**Records shown:**
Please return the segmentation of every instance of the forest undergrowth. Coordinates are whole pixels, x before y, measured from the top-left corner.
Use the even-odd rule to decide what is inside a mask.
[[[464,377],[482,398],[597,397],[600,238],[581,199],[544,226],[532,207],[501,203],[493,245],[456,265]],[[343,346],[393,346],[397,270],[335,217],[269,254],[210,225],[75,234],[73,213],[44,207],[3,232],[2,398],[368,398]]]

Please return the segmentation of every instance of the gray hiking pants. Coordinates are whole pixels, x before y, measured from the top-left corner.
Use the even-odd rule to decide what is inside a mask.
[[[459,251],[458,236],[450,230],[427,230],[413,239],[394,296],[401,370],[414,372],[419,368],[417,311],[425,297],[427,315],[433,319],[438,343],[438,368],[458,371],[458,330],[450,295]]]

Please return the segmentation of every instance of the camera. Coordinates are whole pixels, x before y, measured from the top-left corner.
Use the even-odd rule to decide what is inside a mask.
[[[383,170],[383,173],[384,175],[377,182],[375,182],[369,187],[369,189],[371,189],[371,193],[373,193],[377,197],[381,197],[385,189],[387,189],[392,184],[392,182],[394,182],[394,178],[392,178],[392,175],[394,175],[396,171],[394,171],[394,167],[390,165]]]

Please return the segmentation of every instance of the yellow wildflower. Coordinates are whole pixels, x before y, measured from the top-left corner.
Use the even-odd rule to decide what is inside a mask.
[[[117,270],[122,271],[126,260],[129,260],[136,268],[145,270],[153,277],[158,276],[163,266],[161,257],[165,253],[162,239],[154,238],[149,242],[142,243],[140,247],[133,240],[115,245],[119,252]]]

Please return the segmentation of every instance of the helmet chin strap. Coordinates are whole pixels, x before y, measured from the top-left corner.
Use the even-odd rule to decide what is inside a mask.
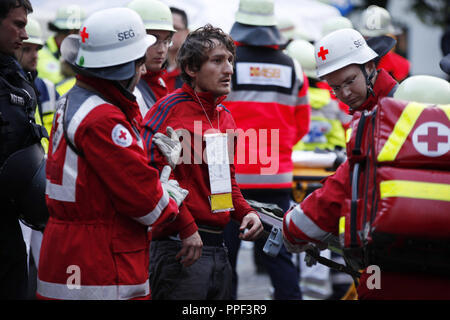
[[[367,97],[369,97],[369,95],[372,95],[375,97],[375,92],[373,91],[373,83],[372,83],[372,79],[373,77],[375,77],[375,74],[377,73],[377,70],[375,69],[374,71],[372,71],[370,73],[370,75],[367,74],[366,71],[366,65],[365,64],[361,64],[359,65],[359,67],[361,68],[361,71],[364,75],[364,78],[366,79],[366,85],[367,85]]]
[[[122,94],[127,97],[128,99],[133,99],[134,95],[133,92],[131,91],[131,85],[133,84],[134,80],[136,79],[137,74],[135,74],[133,77],[131,77],[130,79],[126,80],[126,84],[124,85],[123,81],[118,81],[118,80],[114,80],[113,84],[115,85],[115,87],[117,89],[119,89],[120,92],[122,92]]]
[[[143,64],[144,63],[143,61],[145,61],[145,55],[142,58],[134,61],[135,68],[136,68],[136,64],[139,63],[138,62],[139,60],[142,60],[142,64]],[[130,100],[134,100],[134,99],[136,99],[136,97],[134,96],[133,91],[137,85],[137,82],[138,82],[137,80],[138,80],[139,76],[140,76],[140,71],[136,71],[131,78],[125,79],[122,81],[115,80],[115,81],[113,81],[113,83],[116,86],[116,88],[118,88],[119,91],[122,92],[122,94],[125,97],[127,97]]]
[[[135,83],[136,81],[136,78],[139,76],[139,74],[136,72],[135,74],[134,74],[134,76],[133,77],[131,77],[129,80],[128,80],[128,82],[127,82],[127,84],[126,84],[126,86],[125,86],[125,89],[127,90],[127,91],[129,91],[129,92],[131,92],[132,93],[132,88],[131,88],[131,85],[133,84],[133,83]]]

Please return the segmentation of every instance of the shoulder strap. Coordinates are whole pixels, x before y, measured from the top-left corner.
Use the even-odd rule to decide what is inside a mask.
[[[358,122],[358,128],[356,131],[356,138],[355,138],[355,146],[353,147],[352,153],[354,155],[361,155],[361,142],[362,142],[362,134],[364,130],[364,124],[366,122],[366,113],[363,112],[361,114],[361,118]]]
[[[67,105],[69,104],[69,94],[70,92],[67,94],[67,98],[66,98],[66,102],[64,103],[64,109],[63,109],[63,121],[62,121],[62,126],[63,126],[63,133],[64,133],[64,138],[66,139],[67,145],[70,147],[70,149],[72,149],[73,152],[75,152],[75,154],[77,154],[79,157],[84,158],[84,153],[83,151],[77,149],[77,147],[75,147],[75,144],[70,141],[69,139],[69,135],[67,134]],[[103,96],[99,95],[103,100],[106,100]],[[115,106],[114,104],[110,103],[112,106]],[[128,118],[127,114],[118,106],[117,107],[127,118],[127,121],[130,123],[131,127],[133,128],[133,130],[135,131],[135,133],[137,134],[137,137],[139,138],[139,130],[137,130],[137,128],[133,125],[133,122]]]
[[[153,104],[155,104],[156,102],[156,96],[153,93],[152,89],[150,88],[150,86],[145,82],[145,80],[140,80],[137,87],[139,88],[139,90],[141,91],[141,94],[144,98],[145,103],[147,104],[147,107],[151,107]],[[147,101],[151,102],[151,105],[148,105]]]
[[[391,89],[391,91],[389,91],[387,96],[389,98],[392,98],[394,96],[395,91],[397,91],[397,89],[398,89],[398,83],[396,83],[395,86]]]
[[[78,155],[81,158],[84,158],[84,153],[81,150],[78,150],[75,145],[70,141],[69,135],[67,134],[67,105],[69,104],[69,95],[67,95],[66,102],[64,103],[64,109],[63,109],[63,133],[64,133],[64,139],[66,139],[67,145],[72,149],[73,152],[75,152],[76,155]]]

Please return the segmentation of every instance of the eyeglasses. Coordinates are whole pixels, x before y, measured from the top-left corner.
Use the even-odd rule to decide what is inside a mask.
[[[187,30],[187,28],[184,28],[184,27],[173,26],[173,28],[175,29],[176,32]]]
[[[341,92],[342,89],[344,88],[350,88],[354,83],[356,78],[358,77],[359,73],[356,74],[353,78],[351,78],[350,80],[345,81],[342,85],[340,86],[330,86],[331,89],[333,90],[333,93],[335,95],[339,94]]]

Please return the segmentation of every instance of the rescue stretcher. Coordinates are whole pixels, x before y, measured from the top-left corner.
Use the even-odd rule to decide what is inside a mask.
[[[332,175],[345,159],[340,151],[293,151],[294,201],[302,202],[311,192],[322,187],[320,181]]]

**What is needed:** An exact retyping of each record, with no pictures, is the answer required.

**Output of the exercise:**
Please return the segmentation of every instance of the forest undergrowth. Coordinates are whole pixels, x before y, measured from the top-left corner.
Use the even-odd rule to decide what is inside a mask.
[[[464,377],[482,398],[597,397],[600,238],[581,199],[544,226],[532,207],[501,203],[493,245],[456,265]],[[343,346],[393,346],[397,270],[335,217],[269,254],[210,225],[75,234],[73,213],[44,207],[3,232],[2,398],[368,398]]]

Please return the segmentation of every instance of the gray hiking pants. Coordinates are whole pixels, x before y, measured from the top-left corner.
Use the even-odd rule to decide what is inside a mask.
[[[459,251],[458,236],[450,230],[427,230],[413,239],[394,296],[401,370],[414,372],[419,368],[417,311],[425,297],[427,315],[433,319],[438,343],[438,368],[458,371],[458,330],[450,295]]]

Please return the segmentation of every instance of the camera. Coordinates are whole pixels, x before y, measured from the top-left corner.
Use the even-odd rule to decide what is inside a mask.
[[[383,170],[383,173],[384,175],[377,182],[375,182],[369,187],[369,189],[371,189],[371,193],[373,193],[377,197],[381,197],[385,189],[387,189],[392,184],[392,182],[394,182],[394,178],[392,178],[392,175],[394,175],[396,171],[394,171],[394,167],[390,165]]]

Please return the segmentation of every instance of the yellow wildflower. Coordinates are whole pixels, x before y, measured from the top-left corner.
Use the even-odd rule to decide what is inside a mask.
[[[117,270],[122,271],[126,260],[129,260],[136,268],[145,270],[153,277],[158,276],[163,266],[161,257],[165,253],[162,239],[154,238],[149,242],[142,243],[140,247],[133,240],[115,245],[119,252]]]

Please return the segmentation of every instance of the helmet chin strap. Coordinates are whole pixels, x before y, measured from the top-left corner.
Use the even-odd rule to decide what is inside a mask.
[[[367,97],[369,97],[369,95],[372,95],[375,97],[375,92],[373,91],[373,83],[372,83],[372,79],[373,77],[375,77],[375,74],[377,73],[377,70],[375,69],[374,71],[372,71],[370,73],[370,75],[367,74],[366,71],[366,65],[365,64],[361,64],[359,65],[359,67],[361,68],[361,71],[364,75],[364,78],[366,79],[366,85],[367,85]]]
[[[122,94],[127,97],[128,99],[133,99],[134,95],[133,92],[131,91],[131,85],[133,84],[134,80],[136,79],[137,74],[135,74],[133,77],[131,77],[130,79],[126,80],[126,84],[124,85],[123,81],[118,81],[118,80],[114,80],[113,84],[115,85],[115,87],[117,89],[119,89],[120,92],[122,92]]]
[[[143,64],[144,63],[143,61],[145,61],[145,55],[142,58],[134,61],[135,68],[136,68],[136,64],[139,63],[138,62],[139,60],[142,60],[142,64]],[[130,100],[134,100],[134,99],[136,99],[136,97],[134,96],[133,91],[137,85],[137,82],[138,82],[137,80],[138,80],[139,76],[140,76],[140,71],[136,71],[131,78],[125,79],[122,81],[115,80],[115,81],[113,81],[113,83],[116,86],[116,88],[118,88],[119,91],[122,92],[122,94],[125,97],[127,97]]]
[[[135,83],[136,81],[136,78],[139,76],[139,74],[136,72],[135,74],[134,74],[134,76],[133,77],[131,77],[129,80],[128,80],[128,82],[127,82],[127,84],[126,84],[126,86],[125,86],[125,89],[127,90],[127,91],[129,91],[129,92],[131,92],[132,93],[132,88],[131,88],[131,85],[133,84],[133,83]]]

Please return the segmentation of every instance of the shoulder strap. Coordinates are whole pixels, x before y, measured from the top-left corner.
Use the even-odd rule to decide what is inside a mask.
[[[358,122],[358,128],[356,131],[356,138],[355,138],[355,146],[353,147],[352,153],[354,155],[361,155],[361,142],[362,142],[362,134],[364,130],[364,124],[366,122],[366,113],[363,112],[361,114],[361,118]]]
[[[67,105],[69,104],[69,94],[70,92],[67,94],[67,98],[66,98],[66,102],[64,103],[64,109],[63,109],[63,121],[62,121],[62,126],[63,126],[63,133],[64,133],[64,138],[66,139],[67,145],[70,147],[70,149],[72,149],[73,152],[75,152],[75,154],[77,154],[79,157],[84,158],[84,153],[83,151],[77,149],[77,147],[75,147],[75,144],[70,141],[69,139],[69,135],[67,134]],[[103,96],[99,95],[103,100],[106,100]],[[115,106],[114,104],[110,103],[112,106]],[[128,118],[127,114],[118,106],[117,107],[127,118],[127,121],[130,123],[131,127],[133,128],[133,130],[135,131],[135,133],[137,134],[137,137],[139,138],[139,130],[137,130],[137,128],[133,125],[133,122]]]
[[[153,104],[155,104],[156,102],[156,96],[153,93],[152,89],[150,88],[150,86],[145,82],[145,80],[140,80],[137,87],[139,88],[139,90],[141,91],[141,94],[144,98],[145,103],[147,104],[147,107],[151,107]],[[147,101],[151,102],[151,105],[148,105]]]
[[[391,89],[391,91],[389,91],[387,96],[389,98],[392,98],[394,96],[395,91],[397,91],[397,89],[398,89],[398,83],[396,83],[395,86]]]
[[[78,155],[81,158],[84,158],[84,153],[81,150],[78,150],[75,145],[70,141],[69,135],[67,134],[67,105],[69,104],[69,95],[67,95],[66,102],[64,103],[64,109],[63,109],[63,133],[64,133],[64,139],[66,139],[67,145],[72,149],[73,152],[75,152],[76,155]]]

Please return the segmentation of every instance of the eyeglasses. Coordinates are whole pixels, x before y, measured from the top-left corner.
Use the even-odd rule to decide what is inside a mask.
[[[187,30],[187,28],[184,28],[184,27],[173,26],[173,28],[175,29],[176,32]]]
[[[341,92],[342,89],[344,88],[350,88],[354,83],[356,78],[358,77],[359,73],[356,74],[353,78],[351,78],[350,80],[345,81],[342,85],[340,86],[330,86],[331,89],[333,90],[333,93],[335,95],[339,94]]]

Please return the segmentation of every instance of the rescue stretcher. Coordinates are whole pixels, x before y, measured from the top-left corner.
Use the even-odd rule to decide what is inside a mask.
[[[332,175],[345,159],[340,151],[293,151],[294,201],[302,202],[311,192],[322,187],[320,181]]]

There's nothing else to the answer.